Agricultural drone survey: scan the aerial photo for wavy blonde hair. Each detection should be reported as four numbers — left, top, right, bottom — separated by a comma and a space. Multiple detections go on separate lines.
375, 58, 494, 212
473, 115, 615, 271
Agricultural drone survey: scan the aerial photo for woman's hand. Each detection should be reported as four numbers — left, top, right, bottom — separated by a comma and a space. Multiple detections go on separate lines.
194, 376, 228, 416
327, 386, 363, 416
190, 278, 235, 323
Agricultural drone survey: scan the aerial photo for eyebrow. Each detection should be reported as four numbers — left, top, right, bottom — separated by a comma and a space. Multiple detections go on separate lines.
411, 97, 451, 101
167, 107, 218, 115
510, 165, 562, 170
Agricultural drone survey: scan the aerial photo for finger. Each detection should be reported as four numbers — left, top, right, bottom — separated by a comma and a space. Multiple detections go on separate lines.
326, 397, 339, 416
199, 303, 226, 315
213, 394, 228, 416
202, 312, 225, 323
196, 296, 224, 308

**Task prompt**
Output the lines from the one containing "Agricultural drone survey: scan the aerial photo for eyebrow." through the end of the entries as a JSON list of strings, one string per line, leaving out blank lines.

**Answer**
[
  "Agricultural drone survey: scan the aerial photo for eyebrow. Each detection should be reported as four numbers — left, top, right, bottom — separated by a comma and a space. Multiple detections go on separate lines.",
  "411, 97, 451, 101",
  "167, 107, 218, 115",
  "510, 165, 562, 170",
  "Agricultural drone survey: scan the aerial photo for finger. Each detection should be reported as four numbers — left, top, right, bottom — separated by a comma and a space. Multiple detections go on separate lines.",
  "326, 397, 339, 416",
  "199, 303, 226, 315",
  "213, 394, 228, 416",
  "202, 312, 225, 323",
  "196, 296, 224, 308"
]